* **ЗАДАНИЕ A**:
Верни все строки, в которых встречается слово «outlines». Регистр букв учитывается.

* **СТРАНИЦА**:
━━━━━━━━━━━━━━━━
Утраченные иллюзии
Невообразимый восторг охватывал, когда открылись цензурные шлюзы и к читателю хлынул поток запрещенной прежде литературы. Журналы полнились прозой и поэзией, дотоле микроскопически блуждавшими в самиздатовских перепечатках. Поклонники философии смогли открыто насладиться наследием Флоренского и Бердяева, любители мемуаристики смаковали тома воспоминаний царских приближенных или подруг и друзей поэтов Серебряного века. Амбициозные полиграфисты обещали завалить публику еще более изощренными изысками. Казалось: вот он, наставший и не застигший нас врасплох момент истины и необозримый горизонт просвещения.
━━━━━━━━━━━━━━━━
* **ЗАДАНИЕ B**:
Наследием каких мыслителей, согласно странице, смогли открыто насладиться поклонники философии?
━━━━━━━━━━━━━━━━
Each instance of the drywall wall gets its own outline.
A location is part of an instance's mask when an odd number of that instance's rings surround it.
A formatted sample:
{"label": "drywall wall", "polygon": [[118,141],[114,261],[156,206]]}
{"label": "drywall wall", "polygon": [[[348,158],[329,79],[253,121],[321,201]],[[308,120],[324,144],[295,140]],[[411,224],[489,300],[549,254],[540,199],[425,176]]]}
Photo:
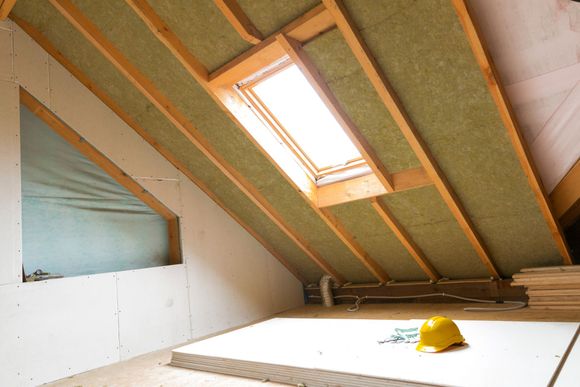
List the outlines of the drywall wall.
{"label": "drywall wall", "polygon": [[18,86],[0,81],[0,284],[22,280],[19,129]]}
{"label": "drywall wall", "polygon": [[468,3],[551,192],[580,158],[580,3]]}
{"label": "drywall wall", "polygon": [[0,385],[41,384],[303,304],[301,284],[241,226],[14,23],[0,23],[5,33],[0,58],[15,60],[0,64],[2,248],[21,246],[20,86],[180,216],[184,263],[20,283],[18,252],[2,252],[0,273],[14,273],[0,286]]}

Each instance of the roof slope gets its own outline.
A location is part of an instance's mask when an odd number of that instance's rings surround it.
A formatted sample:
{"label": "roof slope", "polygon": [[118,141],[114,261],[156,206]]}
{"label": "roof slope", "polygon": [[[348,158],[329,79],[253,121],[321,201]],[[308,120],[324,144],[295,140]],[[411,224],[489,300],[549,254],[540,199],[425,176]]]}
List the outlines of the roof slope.
{"label": "roof slope", "polygon": [[[339,273],[352,282],[376,281],[125,2],[73,3]],[[210,0],[149,3],[209,70],[250,46]],[[267,35],[316,2],[252,0],[240,5]],[[560,264],[550,229],[451,3],[351,0],[346,6],[501,274],[511,275],[524,266]],[[46,36],[307,281],[319,278],[321,269],[55,8],[48,2],[20,0],[13,12]],[[321,35],[305,51],[387,169],[420,166],[341,34],[332,30]],[[380,200],[441,275],[488,275],[434,187],[388,194]],[[427,279],[368,201],[341,204],[330,211],[393,279]]]}

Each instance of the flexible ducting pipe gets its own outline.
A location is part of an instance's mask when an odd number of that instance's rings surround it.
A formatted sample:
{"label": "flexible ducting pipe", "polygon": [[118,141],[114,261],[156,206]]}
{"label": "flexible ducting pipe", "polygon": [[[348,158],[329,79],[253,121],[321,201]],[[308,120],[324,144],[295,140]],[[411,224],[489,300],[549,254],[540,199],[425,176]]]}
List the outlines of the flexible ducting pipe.
{"label": "flexible ducting pipe", "polygon": [[332,284],[334,283],[334,278],[325,274],[320,278],[320,296],[322,297],[322,305],[326,307],[334,306],[334,297],[332,294]]}

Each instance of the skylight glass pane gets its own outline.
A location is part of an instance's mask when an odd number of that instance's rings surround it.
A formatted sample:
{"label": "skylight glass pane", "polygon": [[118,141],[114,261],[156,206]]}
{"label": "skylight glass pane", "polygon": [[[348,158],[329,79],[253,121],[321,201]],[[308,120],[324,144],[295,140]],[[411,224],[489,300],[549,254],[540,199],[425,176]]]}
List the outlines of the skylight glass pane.
{"label": "skylight glass pane", "polygon": [[252,87],[318,170],[361,155],[296,65]]}

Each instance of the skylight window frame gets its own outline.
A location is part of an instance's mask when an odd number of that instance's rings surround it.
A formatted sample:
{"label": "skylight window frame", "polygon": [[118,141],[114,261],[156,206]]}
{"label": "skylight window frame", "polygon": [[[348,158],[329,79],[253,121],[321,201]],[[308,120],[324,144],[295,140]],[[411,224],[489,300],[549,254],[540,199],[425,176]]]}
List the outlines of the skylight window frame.
{"label": "skylight window frame", "polygon": [[[275,76],[279,72],[287,69],[288,67],[295,65],[300,70],[300,67],[294,63],[290,58],[285,57],[270,66],[265,66],[261,71],[252,74],[250,77],[237,82],[235,84],[235,89],[243,100],[247,103],[248,107],[253,111],[254,114],[259,118],[259,120],[270,129],[270,131],[282,142],[289,150],[292,152],[297,161],[301,164],[302,168],[308,174],[308,176],[316,184],[318,180],[323,177],[339,174],[344,171],[348,171],[354,168],[361,168],[368,165],[367,161],[361,155],[358,158],[348,160],[343,165],[334,165],[325,168],[318,168],[316,164],[311,160],[308,154],[302,149],[300,144],[292,137],[287,129],[284,128],[282,123],[276,118],[276,116],[270,111],[267,105],[260,99],[256,92],[252,89],[259,85],[260,83],[268,80],[272,76]],[[301,70],[300,70],[301,71]],[[308,79],[306,81],[310,84]],[[312,87],[312,85],[310,85]],[[322,96],[318,93],[316,88],[312,87],[314,92],[320,97],[321,101],[326,106],[326,103]],[[332,109],[328,109],[329,113],[336,119],[338,125],[346,132],[346,128],[341,124],[341,121],[337,119]],[[354,144],[353,144],[354,145]]]}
━━━━━━━━━━━━━━━━
* **РАЗОБРАННЫЙ ОТВЕТ A**:
List the outlines of the drywall wall.
List the outlines of the roof slope.
List the outlines of the flexible ducting pipe.
List the outlines of the skylight glass pane.
List the outlines of the skylight window frame.

* **РАЗОБРАННЫЙ ОТВЕТ B**:
Флоренского и Бердяева.